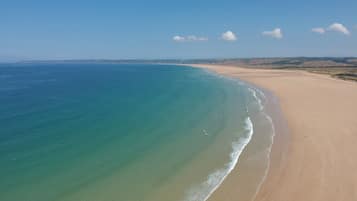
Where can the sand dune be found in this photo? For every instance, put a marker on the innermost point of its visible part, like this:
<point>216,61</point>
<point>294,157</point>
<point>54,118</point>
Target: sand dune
<point>321,113</point>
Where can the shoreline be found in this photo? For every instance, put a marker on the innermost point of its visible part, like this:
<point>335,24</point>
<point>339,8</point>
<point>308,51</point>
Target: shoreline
<point>266,145</point>
<point>321,116</point>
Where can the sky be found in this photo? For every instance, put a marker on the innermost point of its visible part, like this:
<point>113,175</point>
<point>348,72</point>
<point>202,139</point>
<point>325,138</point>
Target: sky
<point>176,29</point>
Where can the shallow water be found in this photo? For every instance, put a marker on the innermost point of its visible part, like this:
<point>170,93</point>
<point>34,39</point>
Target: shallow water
<point>118,132</point>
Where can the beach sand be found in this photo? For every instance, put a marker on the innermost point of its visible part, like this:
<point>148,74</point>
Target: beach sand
<point>319,162</point>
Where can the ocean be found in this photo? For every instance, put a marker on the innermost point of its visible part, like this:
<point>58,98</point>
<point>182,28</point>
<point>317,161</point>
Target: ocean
<point>126,132</point>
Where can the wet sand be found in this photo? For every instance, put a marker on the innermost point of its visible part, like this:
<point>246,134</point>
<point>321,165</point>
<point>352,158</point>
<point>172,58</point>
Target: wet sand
<point>316,162</point>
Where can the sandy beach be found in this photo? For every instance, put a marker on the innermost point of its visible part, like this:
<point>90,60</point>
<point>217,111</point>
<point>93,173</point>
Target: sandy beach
<point>319,163</point>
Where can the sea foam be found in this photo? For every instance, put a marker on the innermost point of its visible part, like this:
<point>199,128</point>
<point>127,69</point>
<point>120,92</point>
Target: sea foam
<point>214,180</point>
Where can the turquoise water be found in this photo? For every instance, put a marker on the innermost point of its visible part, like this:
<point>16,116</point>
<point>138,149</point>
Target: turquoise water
<point>117,132</point>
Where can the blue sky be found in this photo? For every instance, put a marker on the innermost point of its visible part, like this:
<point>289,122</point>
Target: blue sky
<point>129,29</point>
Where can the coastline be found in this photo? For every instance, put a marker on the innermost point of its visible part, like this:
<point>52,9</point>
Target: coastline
<point>321,116</point>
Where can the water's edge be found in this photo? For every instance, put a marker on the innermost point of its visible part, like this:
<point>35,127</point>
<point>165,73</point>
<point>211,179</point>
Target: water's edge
<point>270,108</point>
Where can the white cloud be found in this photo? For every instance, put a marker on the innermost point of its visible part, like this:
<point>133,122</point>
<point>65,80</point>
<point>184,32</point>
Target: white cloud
<point>178,38</point>
<point>190,38</point>
<point>338,28</point>
<point>276,33</point>
<point>229,36</point>
<point>319,30</point>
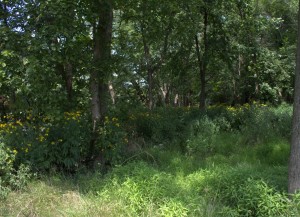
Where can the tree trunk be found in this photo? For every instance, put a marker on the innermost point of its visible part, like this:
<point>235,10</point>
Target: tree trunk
<point>202,61</point>
<point>294,164</point>
<point>69,81</point>
<point>102,32</point>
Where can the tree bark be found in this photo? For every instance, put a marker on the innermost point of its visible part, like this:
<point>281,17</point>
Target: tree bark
<point>202,61</point>
<point>294,164</point>
<point>102,35</point>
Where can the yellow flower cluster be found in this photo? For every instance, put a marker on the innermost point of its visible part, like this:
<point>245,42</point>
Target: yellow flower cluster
<point>73,115</point>
<point>114,121</point>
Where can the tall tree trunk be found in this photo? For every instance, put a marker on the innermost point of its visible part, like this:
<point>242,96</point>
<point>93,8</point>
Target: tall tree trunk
<point>202,61</point>
<point>150,70</point>
<point>294,164</point>
<point>102,32</point>
<point>69,81</point>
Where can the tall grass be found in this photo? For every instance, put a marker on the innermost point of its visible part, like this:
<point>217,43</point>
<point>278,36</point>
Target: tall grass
<point>226,163</point>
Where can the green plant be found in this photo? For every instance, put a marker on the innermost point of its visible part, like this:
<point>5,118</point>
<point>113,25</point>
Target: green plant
<point>203,138</point>
<point>11,178</point>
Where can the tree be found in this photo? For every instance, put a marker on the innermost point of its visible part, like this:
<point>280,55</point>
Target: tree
<point>294,164</point>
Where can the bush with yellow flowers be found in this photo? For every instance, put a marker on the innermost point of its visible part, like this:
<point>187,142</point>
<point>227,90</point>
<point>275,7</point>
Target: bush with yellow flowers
<point>112,139</point>
<point>11,178</point>
<point>48,142</point>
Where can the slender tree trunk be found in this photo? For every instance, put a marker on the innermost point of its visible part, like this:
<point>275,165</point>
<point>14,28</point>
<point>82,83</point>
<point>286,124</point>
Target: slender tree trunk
<point>150,70</point>
<point>202,62</point>
<point>102,32</point>
<point>69,81</point>
<point>294,164</point>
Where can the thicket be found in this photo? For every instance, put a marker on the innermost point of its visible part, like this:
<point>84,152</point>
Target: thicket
<point>144,142</point>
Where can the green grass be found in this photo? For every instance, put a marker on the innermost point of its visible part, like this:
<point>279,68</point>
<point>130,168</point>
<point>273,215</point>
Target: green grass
<point>233,180</point>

[Task statement] Pictures stay out. Write out everything else in the material exactly.

[Problem solution]
Where can the sand dune be found in this photo? For every instance, put a marker on the innermost point of its visible part, like this:
<point>216,61</point>
<point>294,157</point>
<point>54,118</point>
Target: sand dune
<point>321,113</point>
Where can the shoreline be found in this photo? For every instance, put a marker on the innermost point of its visible part, like this:
<point>335,24</point>
<point>339,8</point>
<point>308,51</point>
Target: shoreline
<point>266,145</point>
<point>321,116</point>
Where can the sky be found in this photo? For every instance, put a marker on the innermost point of its visible part, like this:
<point>113,175</point>
<point>348,72</point>
<point>202,139</point>
<point>325,138</point>
Target: sky
<point>176,29</point>
Where can the shallow water be found in this photo? For every instance, put a marker on the innermost point of its visible part, like this:
<point>170,93</point>
<point>34,39</point>
Target: shallow water
<point>118,132</point>
Where can the beach sand be found in this photo? For every instance, put a marker on the innermost point of its visible part, like this:
<point>148,74</point>
Target: beach sand
<point>319,162</point>
Where can the ocean be found in this photo? For every instance, put a marker on the innermost point of its visible part, like this:
<point>58,98</point>
<point>182,28</point>
<point>317,161</point>
Target: ocean
<point>126,132</point>
Where can the wet sand be found in this photo? For every instance, put a marker on the innermost point of its visible part, like this:
<point>246,134</point>
<point>321,165</point>
<point>352,158</point>
<point>172,58</point>
Target: wet sand
<point>316,162</point>
Where can the sandy beach be found in this photo? For every instance, put a marker on the innermost point of its visible part, like this:
<point>90,60</point>
<point>217,111</point>
<point>93,173</point>
Target: sandy beach
<point>319,163</point>
Where can the sea foam be found in this photo? For every instance, put a marker on the innermost point of its visible part, like this:
<point>199,128</point>
<point>127,69</point>
<point>120,92</point>
Target: sea foam
<point>214,180</point>
Where can the turquoise water be found in this photo? For every instance, put a marker on the innermost point of its visible part, like this:
<point>16,116</point>
<point>138,149</point>
Target: turquoise water
<point>117,132</point>
Where can the blue sky be found in this photo? For every instance, put a marker on the innermost point of its visible part, like this:
<point>289,122</point>
Target: blue sky
<point>129,29</point>
Where can the coastline be found in this photo? For every instance, put a marker on the innermost point of its visible part, like this:
<point>52,9</point>
Target: coastline
<point>321,116</point>
Where can the water's edge be found in this photo? For every instance, put a marker on the innermost point of its visible part, like this:
<point>35,127</point>
<point>165,73</point>
<point>211,179</point>
Target: water's edge
<point>270,108</point>
Where can the white cloud be found in this photo? For every instance, put a marker on the innermost point of its visible part, like this:
<point>133,122</point>
<point>65,80</point>
<point>184,32</point>
Target: white cloud
<point>178,38</point>
<point>190,38</point>
<point>338,28</point>
<point>276,33</point>
<point>229,36</point>
<point>319,30</point>
Where can the tree trunk be found in this photo? For every instance, put a marker on the innermost point of its visible part, like this:
<point>235,10</point>
Target: tree trunk
<point>202,61</point>
<point>294,164</point>
<point>69,81</point>
<point>102,32</point>
Where can the tree bark be found in this photo? For every instance, put a marker on the innermost point of its visible part, like this:
<point>281,17</point>
Target: tree bark
<point>202,61</point>
<point>294,164</point>
<point>102,35</point>
Where can the yellow flower cluster be found in this photo? For every instance, put a marker on the innermost point of its visible part, like this:
<point>245,42</point>
Target: yellow flower cluster
<point>73,115</point>
<point>114,121</point>
Where can the tall tree trunk be found in this photo? For every instance, put a marker on the innermost point of its visible part, like this:
<point>242,96</point>
<point>93,8</point>
Target: tall tree trunk
<point>202,61</point>
<point>150,70</point>
<point>294,164</point>
<point>102,32</point>
<point>69,81</point>
Where can the tall grass be found in this photo? For every instance, put a marker on the innermost point of its visible part, like this:
<point>217,43</point>
<point>278,36</point>
Target: tall grass
<point>226,163</point>
Where can the green plant be found in this photo? For every instance, put a marker on the innermost point of its visible part, like this:
<point>5,118</point>
<point>113,25</point>
Target: green plant
<point>203,138</point>
<point>11,178</point>
Where can the tree be found in this photo? For every instance, put a marker on the innermost point of its visible part, like this:
<point>280,55</point>
Target: tree
<point>294,164</point>
Where can the bush with yellow flowers be found in this photo? For every instance, put a marker on the innermost point of its visible part, like this:
<point>187,142</point>
<point>227,90</point>
<point>275,7</point>
Target: bush with yellow flowers
<point>112,139</point>
<point>11,178</point>
<point>48,142</point>
Where can the slender tree trunk be found in this photo? For every instance, put a marker on the innermost point of its visible part, like this:
<point>275,165</point>
<point>14,28</point>
<point>82,83</point>
<point>286,124</point>
Target: slender tree trunk
<point>150,70</point>
<point>202,62</point>
<point>102,32</point>
<point>69,81</point>
<point>294,164</point>
Where can the thicket be found in this photo? For every instance, put a marker on the innermost point of its visible part, like this:
<point>84,152</point>
Target: thicket
<point>144,142</point>
Where can the green grass be found in this photo? For every instance, put a marker on the innermost point of its visible part, like this:
<point>279,68</point>
<point>130,168</point>
<point>273,215</point>
Target: green grass
<point>233,180</point>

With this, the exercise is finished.